> [Provided passage]
Start of Block
As US troops withdrew from Somalia in spring 1994, a teenage Muse Omar Jama started working as an exchange trader in Mogadishu's Bakara market. More than three decades later, the 49-year-old still holds the same job but questions how much longer he can.

Jama sits in a plastic chair in the one-room office he shares with other traders. Auto-rickshaws speed by outside, but inside it is quiet. The noise of bargaining has faded, and the traders exchange few words.

Their battered metal safes, filled with millions of Somali shillings, sit closed and locked. The paper fortunes inside have suddenly turned worthless. "It's like we went bankrupt overnight," Jama says.

Last month, a handful of traders in Mogadishu, fed up with greasy, ripped and aged banknotes, decided they would no longer accept them. Businesses, shops and even bus drivers soon followed, and the move spread to regions outside the capital.

Prices rose immediately, hiking everyday costs for groceries, medicines and public transport. A small bag of powdered milk, for example, more than doubled in price.

Poor people bear the brunt amid global food price rises and Somalia's ongoing drought in an economy turning fully dollarized.

Somalia ranks among the world's most remittance-dependent countries. The diaspora sends billions annually, mainly in US dollars. These funds enter via informal hawala operators. International groups like the UN, aid organizations, foreign forces and security firms further boost dollar use.

Somalia has printed no banknotes since 1991, when Siad Barre's government fell, the central bank stopped operating and the country earned its failed state label. In ensuing years, the 1,000-shilling note became the only officially recognized currency in circulation.

Factional conflict and politics left no unified currency. Somaliland launched its own shilling. US dollars and phone transfers grew common. Eventually, only Mogadishu and some southern towns accepted shillings.
End of Block
> [Assigned task A]
According to the Somalia currency passage, since what year has Somalia printed no banknotes?
> [Assigned task B]
Translate this sentence from the Somalia currency passage into Spanish: "Prices rose immediately, hiking everyday costs for groceries, medicines and public transport."
The items that come next have no connection to the Somalia currency passage.

> [Data extracts]
Start of Block
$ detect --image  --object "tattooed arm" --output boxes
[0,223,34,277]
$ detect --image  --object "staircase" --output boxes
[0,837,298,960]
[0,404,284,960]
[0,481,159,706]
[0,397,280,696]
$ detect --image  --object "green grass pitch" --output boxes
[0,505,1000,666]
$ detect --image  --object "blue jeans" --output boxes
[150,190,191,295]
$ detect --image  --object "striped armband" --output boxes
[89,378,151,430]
End of Block
Start of Block
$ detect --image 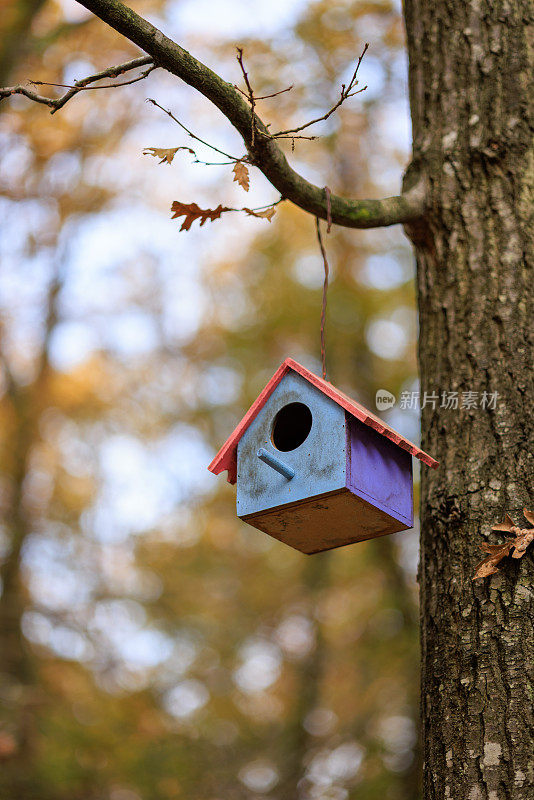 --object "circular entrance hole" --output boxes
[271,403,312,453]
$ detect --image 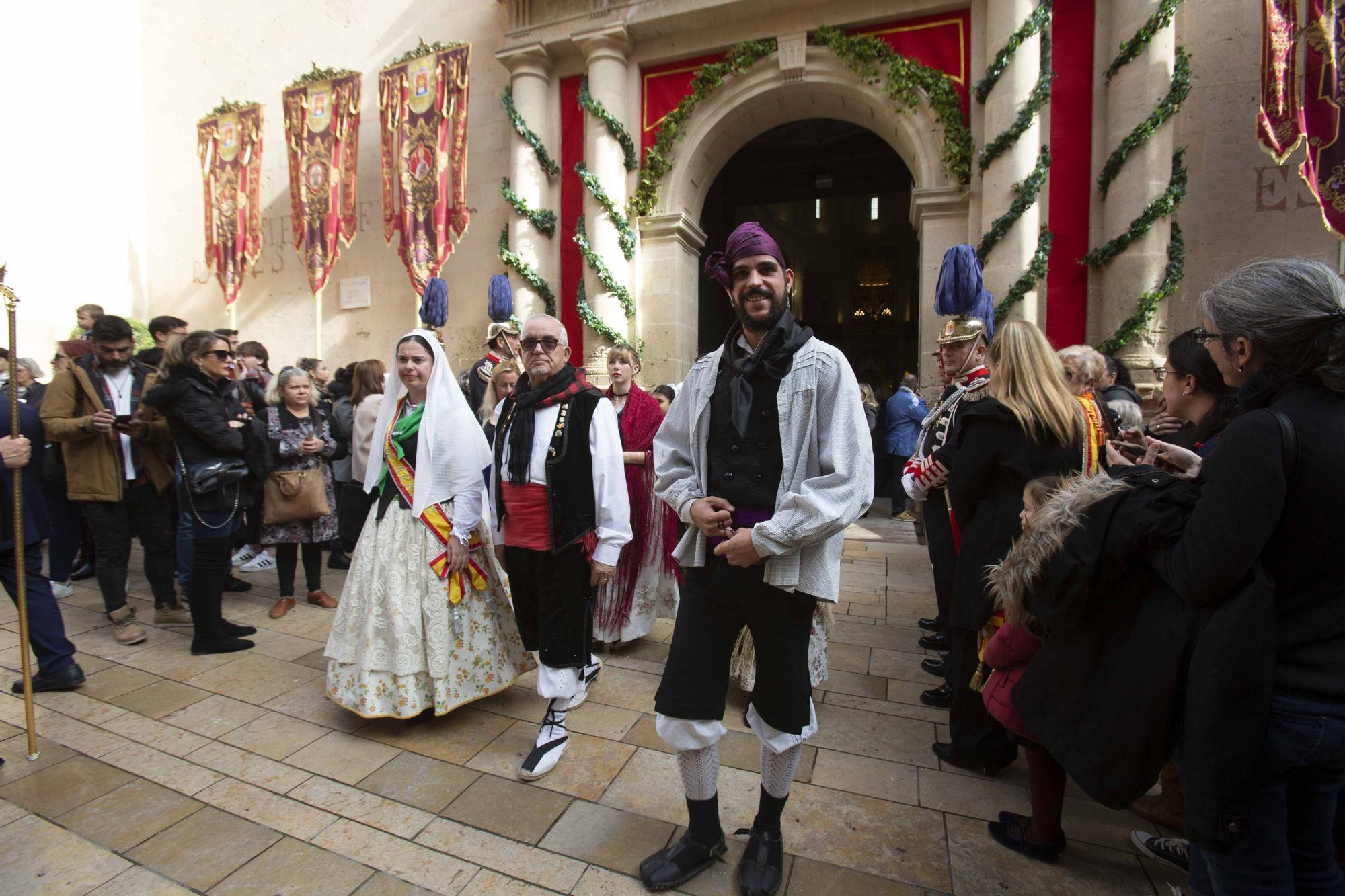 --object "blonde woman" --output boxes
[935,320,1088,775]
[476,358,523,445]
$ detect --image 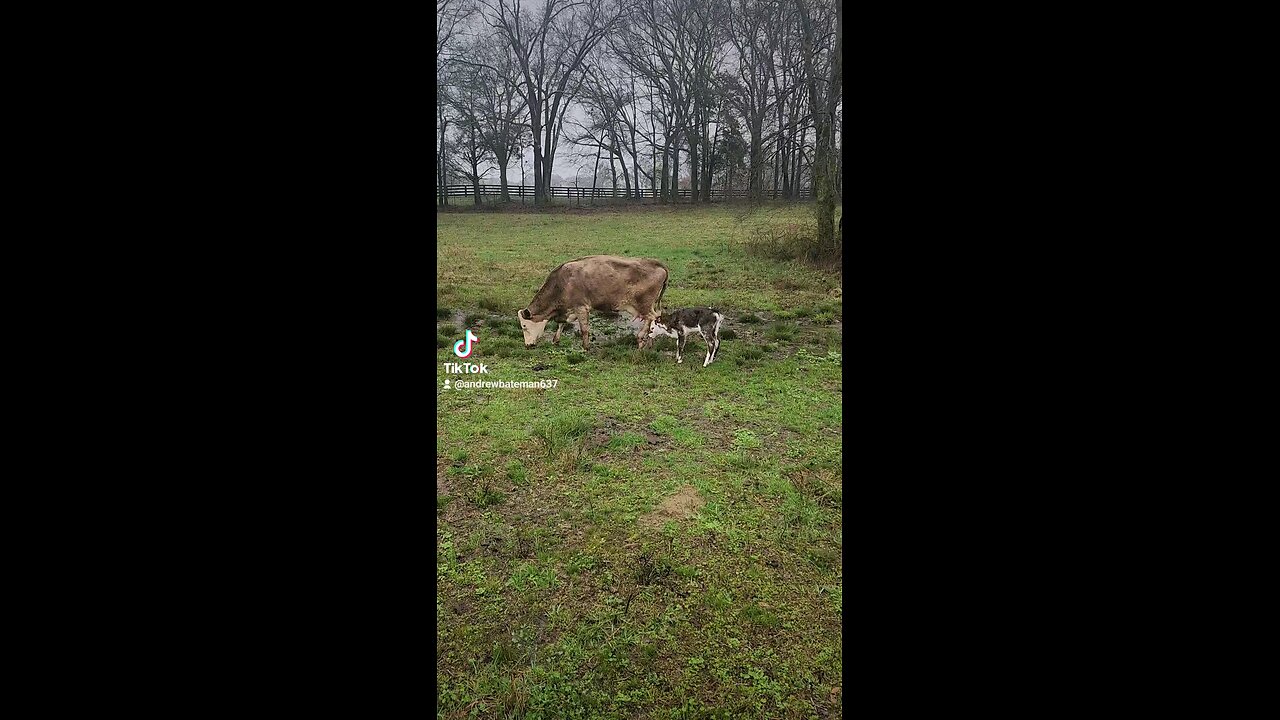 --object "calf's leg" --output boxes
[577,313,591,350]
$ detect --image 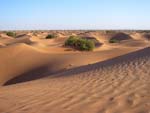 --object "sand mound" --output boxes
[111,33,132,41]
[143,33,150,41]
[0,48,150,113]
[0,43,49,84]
End of Block
> [Task result A]
Since 1991.

> [Task result B]
Los precios subieron de inmediato, lo que encareció los gastos cotidianos en alimentos, medicamentos y transporte público.